EXERCISE
Reproduce the botanical description of Limnanthes douglasii subsp. douglasii below word for word, in full.

EXERCISE TEXT
§
Limnanthes douglasii subsp. douglasii
Leaflets: blade linear to ovate, margins entire, irregularly toothed, or lobed. Flowers cup- or bell-shaped; sepals narrowly lanceolate-ovate, 6–9 mm; petals yellow with white tips (veins yellow), obovate-cuneate, 12–18 mm, (apex deeply emarginate); filaments 6–7 mm; anthers cream, yellow, or reddish brown, oval, 1.1–1.5 mm. Tubercles absent or not (or 1 row of whitish globules on ridges and crests), brown, lamellar, planar, or conical. 2n = 10.
Phenology: Flowering Mar–Jun.
Habitat: Wet meadows
Elevation: 0-700 m
Subspecies douglasii is common in vernal pools and moist areas in the Coast Ranges from San Benito County to Humboldt County in California, and in the Umpqua Valley. A disjunct population occurs in the Sierra Nevada foothills near Honcut in Butte County, California.
R. V. Kesseli and S. K. Jain (1984b) found clusters of populations in the Inner Coast Ranges, predominantly Mendocino and Lake counties (“inland”), that they considered to be intermediate between Limnanthes douglasii subspp. douglasii and nivea, and clusters of those two subspecies plus subsp. sulphurea in coastal areas (“coastal”). Inland plants had open, usually smaller flowers than the coastal group, with petals ca. 13 mm, white or pale, or dark yellow-centered, the yellow extending from the base over half of the petal length and fading to white, and apical notch rounded. These populations flowered later and had narrower leaflets than the coastal cluster. The coastal cluster had a high frequency of one allele that was absent in the inland cluster. The coastal group had larger flowers, petals ca. 14.7–16 mm, obcordate, completely dark yellow- to yellow-centered (the yellow extending from the base less than half the length of the petal, sharply demarcated from the white part) or white, with earlier flowering and broader leaflets. These studies indicate that the easily recognizable flower color patterns used to characterize subsp. douglasii may not reflect genetic affinities. Additional research is warranted. Kesseli and Jain found also that the Oregon populations of subsp. douglasii had alleles that were rare or nonexistent in all other subspecies of L. douglasii, and that these populations had distinctive nutlets (possibly more similar to L. bakeri and L. vinculans) and shorter stamens and styles than usual in subsp. douglasii.
§
LISTED RECORDS
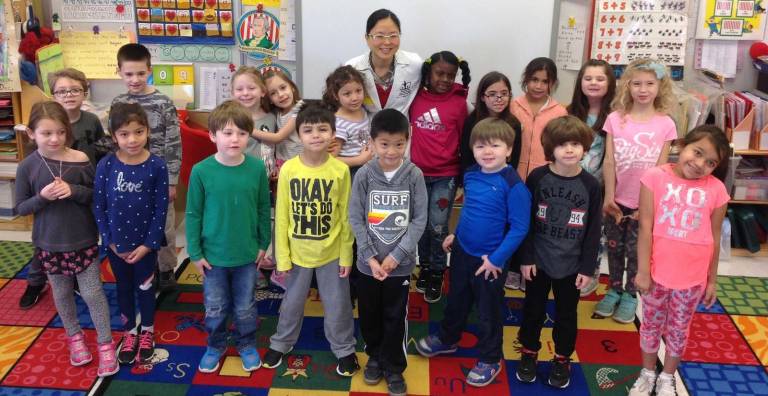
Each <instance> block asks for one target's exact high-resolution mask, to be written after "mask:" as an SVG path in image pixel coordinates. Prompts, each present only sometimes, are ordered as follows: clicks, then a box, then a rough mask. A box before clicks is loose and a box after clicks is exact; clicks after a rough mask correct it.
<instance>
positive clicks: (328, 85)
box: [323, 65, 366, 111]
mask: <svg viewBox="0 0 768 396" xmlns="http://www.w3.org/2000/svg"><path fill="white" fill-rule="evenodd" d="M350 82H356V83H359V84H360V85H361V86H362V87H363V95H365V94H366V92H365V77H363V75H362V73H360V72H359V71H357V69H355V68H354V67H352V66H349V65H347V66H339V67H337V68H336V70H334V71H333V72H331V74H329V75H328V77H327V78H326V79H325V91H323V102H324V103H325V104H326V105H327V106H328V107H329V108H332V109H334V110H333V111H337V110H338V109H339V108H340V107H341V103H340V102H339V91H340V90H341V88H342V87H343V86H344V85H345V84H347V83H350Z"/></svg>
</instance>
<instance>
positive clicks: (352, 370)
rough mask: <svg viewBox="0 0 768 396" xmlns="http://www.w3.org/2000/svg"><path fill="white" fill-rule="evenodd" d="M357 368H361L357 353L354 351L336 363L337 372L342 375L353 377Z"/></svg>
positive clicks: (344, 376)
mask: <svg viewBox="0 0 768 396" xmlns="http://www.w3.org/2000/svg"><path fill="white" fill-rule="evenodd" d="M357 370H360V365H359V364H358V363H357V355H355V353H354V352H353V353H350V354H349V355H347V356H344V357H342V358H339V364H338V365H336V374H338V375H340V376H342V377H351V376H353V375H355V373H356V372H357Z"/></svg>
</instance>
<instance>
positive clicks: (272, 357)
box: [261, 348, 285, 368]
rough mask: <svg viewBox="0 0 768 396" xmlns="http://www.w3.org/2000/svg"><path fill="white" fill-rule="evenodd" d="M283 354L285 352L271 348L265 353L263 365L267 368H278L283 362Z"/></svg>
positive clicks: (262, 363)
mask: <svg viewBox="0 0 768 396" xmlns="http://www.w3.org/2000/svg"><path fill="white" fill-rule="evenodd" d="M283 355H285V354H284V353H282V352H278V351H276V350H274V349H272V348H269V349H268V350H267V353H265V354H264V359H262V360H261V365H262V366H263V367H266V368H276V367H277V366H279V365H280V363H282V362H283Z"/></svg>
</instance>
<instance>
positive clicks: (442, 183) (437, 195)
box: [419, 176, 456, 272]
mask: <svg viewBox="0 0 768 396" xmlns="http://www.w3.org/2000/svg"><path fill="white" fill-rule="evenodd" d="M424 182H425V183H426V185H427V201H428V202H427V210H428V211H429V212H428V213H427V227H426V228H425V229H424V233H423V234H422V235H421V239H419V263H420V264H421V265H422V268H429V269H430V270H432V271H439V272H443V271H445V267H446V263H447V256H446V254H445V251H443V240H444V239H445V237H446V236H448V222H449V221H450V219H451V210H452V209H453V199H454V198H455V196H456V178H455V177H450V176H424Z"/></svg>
§
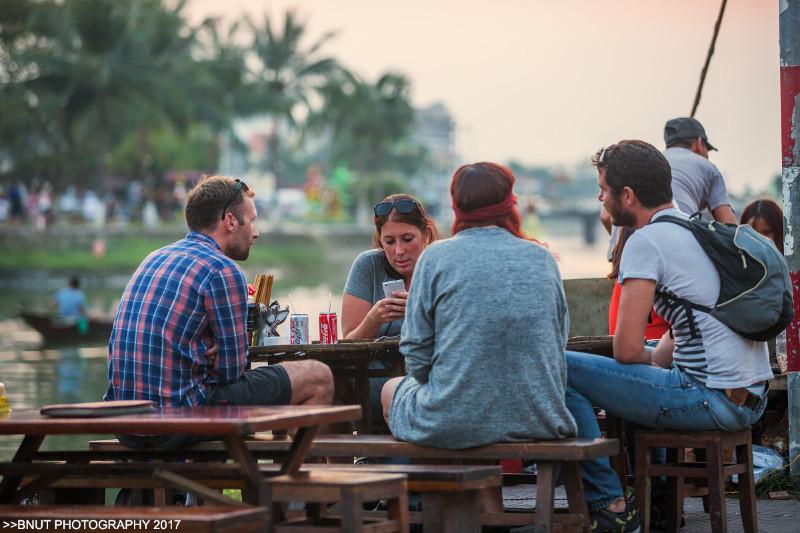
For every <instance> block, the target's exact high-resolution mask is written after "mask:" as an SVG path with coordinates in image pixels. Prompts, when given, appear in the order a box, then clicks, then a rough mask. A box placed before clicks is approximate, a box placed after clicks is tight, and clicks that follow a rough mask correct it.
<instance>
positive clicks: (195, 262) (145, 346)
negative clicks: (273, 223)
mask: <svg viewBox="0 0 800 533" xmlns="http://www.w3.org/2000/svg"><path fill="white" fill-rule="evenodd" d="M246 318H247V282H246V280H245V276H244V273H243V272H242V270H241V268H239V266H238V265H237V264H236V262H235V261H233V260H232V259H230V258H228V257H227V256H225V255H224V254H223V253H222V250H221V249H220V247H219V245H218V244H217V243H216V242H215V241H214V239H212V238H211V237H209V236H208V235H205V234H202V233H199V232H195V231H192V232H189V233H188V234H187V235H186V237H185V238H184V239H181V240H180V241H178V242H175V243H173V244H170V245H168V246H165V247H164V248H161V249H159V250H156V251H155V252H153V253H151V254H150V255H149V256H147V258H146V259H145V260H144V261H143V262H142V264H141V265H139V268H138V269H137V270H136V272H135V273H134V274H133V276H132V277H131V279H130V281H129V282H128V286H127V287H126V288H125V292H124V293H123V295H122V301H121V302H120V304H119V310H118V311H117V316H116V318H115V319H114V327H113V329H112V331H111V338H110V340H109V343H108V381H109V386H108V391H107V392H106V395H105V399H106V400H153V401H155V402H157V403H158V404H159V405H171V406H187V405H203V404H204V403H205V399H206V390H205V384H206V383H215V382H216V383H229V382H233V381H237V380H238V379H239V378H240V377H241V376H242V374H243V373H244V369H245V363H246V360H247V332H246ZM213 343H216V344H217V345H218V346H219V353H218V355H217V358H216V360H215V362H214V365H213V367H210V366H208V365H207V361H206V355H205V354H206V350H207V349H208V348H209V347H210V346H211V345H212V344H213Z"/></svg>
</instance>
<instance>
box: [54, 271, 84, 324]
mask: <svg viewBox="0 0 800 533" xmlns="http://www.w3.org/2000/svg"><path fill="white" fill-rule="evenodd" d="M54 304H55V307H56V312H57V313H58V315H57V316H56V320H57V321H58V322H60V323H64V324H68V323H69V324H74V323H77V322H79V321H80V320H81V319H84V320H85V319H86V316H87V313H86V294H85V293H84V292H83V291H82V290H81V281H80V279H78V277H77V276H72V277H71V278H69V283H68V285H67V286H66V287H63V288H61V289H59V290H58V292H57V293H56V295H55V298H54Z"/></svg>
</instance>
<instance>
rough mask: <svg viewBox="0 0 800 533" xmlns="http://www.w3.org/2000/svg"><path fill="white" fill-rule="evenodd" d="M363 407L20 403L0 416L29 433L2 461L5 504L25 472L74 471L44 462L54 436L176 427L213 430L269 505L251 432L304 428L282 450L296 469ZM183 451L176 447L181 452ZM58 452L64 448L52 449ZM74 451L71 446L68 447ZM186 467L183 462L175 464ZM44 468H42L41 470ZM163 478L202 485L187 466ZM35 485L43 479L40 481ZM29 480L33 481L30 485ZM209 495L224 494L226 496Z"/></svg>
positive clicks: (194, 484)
§
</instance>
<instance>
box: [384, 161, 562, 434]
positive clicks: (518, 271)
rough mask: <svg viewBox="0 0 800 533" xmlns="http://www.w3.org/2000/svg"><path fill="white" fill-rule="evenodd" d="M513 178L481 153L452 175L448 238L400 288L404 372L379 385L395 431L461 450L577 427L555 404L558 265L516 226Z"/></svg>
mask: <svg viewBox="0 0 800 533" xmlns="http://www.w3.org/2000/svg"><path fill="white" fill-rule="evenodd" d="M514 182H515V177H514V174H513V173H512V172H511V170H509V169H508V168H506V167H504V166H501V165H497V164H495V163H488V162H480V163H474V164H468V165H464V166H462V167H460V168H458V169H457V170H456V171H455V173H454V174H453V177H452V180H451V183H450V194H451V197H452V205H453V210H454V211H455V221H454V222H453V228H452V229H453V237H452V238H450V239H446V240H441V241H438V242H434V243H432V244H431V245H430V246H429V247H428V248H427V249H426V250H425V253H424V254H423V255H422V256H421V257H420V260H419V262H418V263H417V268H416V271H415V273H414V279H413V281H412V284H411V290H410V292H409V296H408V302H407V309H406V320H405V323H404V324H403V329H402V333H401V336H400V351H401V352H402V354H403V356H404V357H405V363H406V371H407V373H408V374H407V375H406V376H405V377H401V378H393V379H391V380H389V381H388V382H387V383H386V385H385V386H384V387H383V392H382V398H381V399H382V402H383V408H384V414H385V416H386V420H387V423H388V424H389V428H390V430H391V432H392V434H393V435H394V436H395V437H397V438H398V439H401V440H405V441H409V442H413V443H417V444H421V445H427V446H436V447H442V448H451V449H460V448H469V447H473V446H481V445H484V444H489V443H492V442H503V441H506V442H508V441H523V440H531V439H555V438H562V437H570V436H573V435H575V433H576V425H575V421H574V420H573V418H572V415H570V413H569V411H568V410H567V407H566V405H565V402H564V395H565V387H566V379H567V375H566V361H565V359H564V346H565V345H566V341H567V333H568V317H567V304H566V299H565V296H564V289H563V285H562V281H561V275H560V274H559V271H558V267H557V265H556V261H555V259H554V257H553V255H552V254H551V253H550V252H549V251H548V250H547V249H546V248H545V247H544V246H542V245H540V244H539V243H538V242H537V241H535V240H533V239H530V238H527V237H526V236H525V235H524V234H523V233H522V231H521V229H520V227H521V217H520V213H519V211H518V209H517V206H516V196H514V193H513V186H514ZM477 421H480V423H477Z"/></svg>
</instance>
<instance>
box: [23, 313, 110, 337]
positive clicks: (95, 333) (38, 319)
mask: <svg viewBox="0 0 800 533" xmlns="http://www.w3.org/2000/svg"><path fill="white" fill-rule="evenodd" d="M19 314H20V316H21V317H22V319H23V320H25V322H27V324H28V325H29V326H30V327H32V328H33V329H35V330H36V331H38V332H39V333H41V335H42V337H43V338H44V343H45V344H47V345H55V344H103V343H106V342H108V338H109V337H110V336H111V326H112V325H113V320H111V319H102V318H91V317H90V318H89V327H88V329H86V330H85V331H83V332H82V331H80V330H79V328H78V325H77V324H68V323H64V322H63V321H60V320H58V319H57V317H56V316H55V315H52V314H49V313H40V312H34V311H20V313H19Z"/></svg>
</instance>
§
TASK ANSWER
Limnanthes douglasii subsp. douglasii
Leaflets: blade linear to ovate, margins entire, irregularly toothed, or lobed. Flowers cup- or bell-shaped; sepals narrowly lanceolate-ovate, 6–9 mm; petals yellow with white tips (veins yellow), obovate-cuneate, 12–18 mm, (apex deeply emarginate); filaments 6–7 mm; anthers cream, yellow, or reddish brown, oval, 1.1–1.5 mm. Tubercles absent or not (or 1 row of whitish globules on ridges and crests), brown, lamellar, planar, or conical. 2n = 10.
Phenology: Flowering Mar–Jun.
Habitat: Wet meadows
Elevation: 0-700 m
Subspecies douglasii is common in vernal pools and moist areas in the Coast Ranges from San Benito County to Humboldt County in California, and in the Umpqua Valley. A disjunct population occurs in the Sierra Nevada foothills near Honcut in Butte County, California.
R. V. Kesseli and S. K. Jain (1984b) found clusters of populations in the Inner Coast Ranges, predominantly Mendocino and Lake counties (“inland”), that they considered to be intermediate between Limnanthes douglasii subspp. douglasii and nivea, and clusters of those two subspecies plus subsp. sulphurea in coastal areas (“coastal”). Inland plants had open, usually smaller flowers than the coastal group, with petals ca. 13 mm, white or pale, or dark yellow-centered, the yellow extending from the base over half of the petal length and fading to white, and apical notch rounded. These populations flowered later and had narrower leaflets than the coastal cluster. The coastal cluster had a high frequency of one allele that was absent in the inland cluster. The coastal group had larger flowers, petals ca. 14.7–16 mm, obcordate, completely dark yellow- to yellow-centered (the yellow extending from the base less than half the length of the petal, sharply demarcated from the white part) or white, with earlier flowering and broader leaflets. These studies indicate that the easily recognizable flower color patterns used to characterize subsp. douglasii may not reflect genetic affinities. Additional research is warranted. Kesseli and Jain found also that the Oregon populations of subsp. douglasii had alleles that were rare or nonexistent in all other subspecies of L. douglasii, and that these populations had distinctive nutlets (possibly more similar to L. bakeri and L. vinculans) and shorter stamens and styles than usual in subsp. douglasii.